**TEXTE FOURNI:**
○ ○ ○ ○

En 1994 Sophie Lavaud réalise dans les ateliers d'art 3000 (devenus depuis le CUBE à Issy-Les-Moulineaux) une œuvre interactive en réalité virtuelle, Centre Lumière Bleue, qui fonctionne avec des capteurs selon les mouvements et déplacements des publics. En collaboration avec l'artiste Fred Forest, ils créent le technomariage en 1999, qui constitue en première mondiale un événement utilisant Internet et un programme de réalité virtuelle

De l'art des interfaces à la fiction interactive

L'interactivité et la générativité, boucle rétroactive au centre de laquelle se trouve le sujet humain, sont deux principes fondamentaux du processus de création numérique. Ils apparaissent très clairement dans des œuvres où les interfaces jouent un rôle déterminant comme dans "Musique de Corps" des artistes français Jean-Robert Sédano et Solveig de Ory ou "Very Nervous System" de l'artiste canadien David Rokeby, mais aussi dans des œuvres qui ouvrent vers le cinéma digital et la fiction interactive comme celles de Toni Dove ("Artificial changellings"), de Luc Courchesne ("Landscape One"), ou encore celles de l'artiste et architecte Jeffrey Shaw ("Scenario2" 2005, "Eavesdrop" 2004). Le système de projection AVIE développé par Jeffrey Shaw et Dennis Del Favero (Advanced Visualisation and Interaction Environnent) permet, via des capteurs de mouvement et de forme, d'interagir non seulement avec les images, le son, mais encore, dans le cas d'une fiction cinématographique, avec les personnages du film. "Configurés en même que temps que l'histoire racontée" (Ricoeur), les personnages de fiction se rapprochent alors singulièrement du spectateur, lequel incorpore le monde de la fiction en y inscrivant ses propres actions. Dans ce type d'œuvre qui change les procédures narratives, l'intelligence artificielle joue un rôle considérable. Ainsi Grégory Chatonsky a créé en 2005 pour Arte, Sur Terre, une fiction interactive et générative se fondant sur un tel système et sur une base de données de 800 000 documents.

○ ○ ○ ○

**CONSIGNE 1:** Recopiez tels quels les enregistrements, de leur tout début jusqu'à la ligne contenant "box: [468, 364, 519, 428]", celle-ci comprise. Laissez les images de côté.

Enregistrements stockés du jeu de données:
○ ○ ○ ○

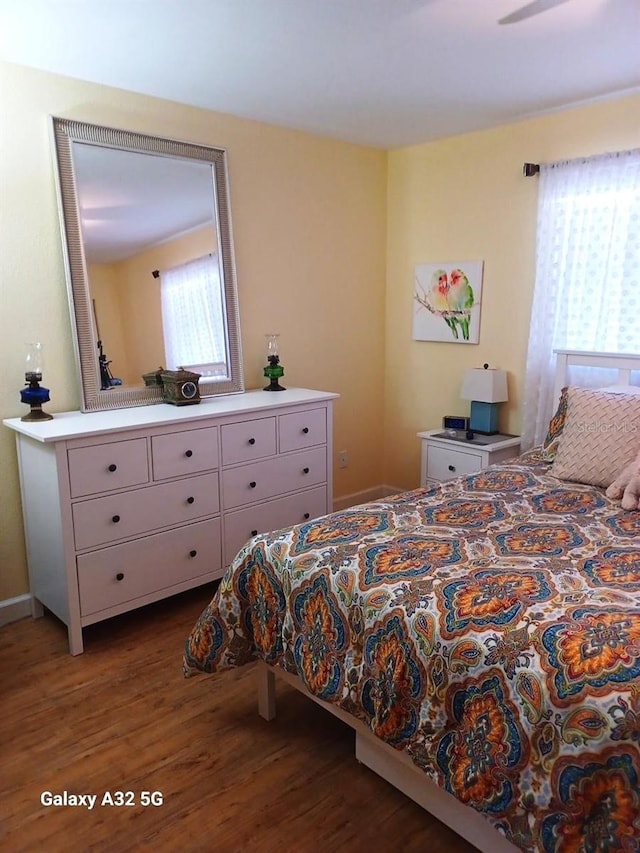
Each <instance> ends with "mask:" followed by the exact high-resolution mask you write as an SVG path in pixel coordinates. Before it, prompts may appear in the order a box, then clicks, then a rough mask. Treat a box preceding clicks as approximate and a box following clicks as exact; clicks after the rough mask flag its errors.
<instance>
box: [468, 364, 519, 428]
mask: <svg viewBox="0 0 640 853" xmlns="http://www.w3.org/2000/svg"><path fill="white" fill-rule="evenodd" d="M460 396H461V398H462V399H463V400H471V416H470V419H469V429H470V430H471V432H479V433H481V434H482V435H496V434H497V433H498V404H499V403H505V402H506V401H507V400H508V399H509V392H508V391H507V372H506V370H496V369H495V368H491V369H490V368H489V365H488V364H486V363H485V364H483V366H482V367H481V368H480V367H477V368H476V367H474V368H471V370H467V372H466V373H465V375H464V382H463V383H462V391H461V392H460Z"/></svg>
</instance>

○ ○ ○ ○

**CONSIGNE 2:** Poursuivez le texte sur l'art numérique interactif à partir de l'endroit où il s'arrête.

**RÉPONSE 1:**
Each <instance> ends with "mask:" followed by the exact high-resolution mask you write as an SVG path in pixel coordinates. Before it, prompts may appear in the order a box, then clicks, then a rough mask. Treat a box preceding clicks as approximate and a box following clicks as exact; clicks after the rough mask flag its errors.
<instance>
box: [468, 364, 519, 428]

**RÉPONSE 2:**
L'intégration de la vie artificielle et de l'intelligence artificielle dans les œuvres numériques est en effet en plein essor et ouvre des perspectives nouvelles. Au théâtre, requalifié "scène des interfaces", son usage permet d'ouvrir le jeu des acteurs à l'interaction avec des personnages virtuels administrés par des programmes de vie et d'intelligence artificielle (Jean-Lambert Wild, "Orgia").

Nouveau Medium: matériel, logiciel et implications esthétiques

Indépendamment de chaque projet artistique, l'art numérique s'appuie sur l'état de la technique de son temps, il est donc dépendant du matériel (hardware en anglais) et des logiciels (software). Avant les années 1990, époque où cohabitaient de multiples systèmes d'exploitation, la plupart des artistes numériques réalisaient eux-mêmes les logiciels nécessaires à leurs œuvres comme Erkki Kurenniemi, Piotr Kowalski, Jean-Robert Sedano ou David Rokeby puis Laurent Mignoneau, . D'autres faisaient appel à des ingénieurs pour créer les outils nécessaire à la mise en œuvre de leur projet. L'arrivée de logiciels, dédiés à la création numérique, a simplifié la tâche des artistes, en créant parfois des stéréotypes stylistques, notamment Director en 1986, pour la création de Cd-Rom et Max/MSP en 1990 de Miller Puckett, qui deviendra le logiciel libre Pure Data en 1995, pour la création sonore et vidéo interactive en temps réel. Depuis, nombre d'autres logiciels ont été développés par des artistes ou structures afin de traiter en temps réel des flux sonores, graphiques, vidéos, etc., tous modifiables par des programmations de « patchs ». En 2001 apparait Processing, un langage de programmation dédié à la création plastique et graphique interactive.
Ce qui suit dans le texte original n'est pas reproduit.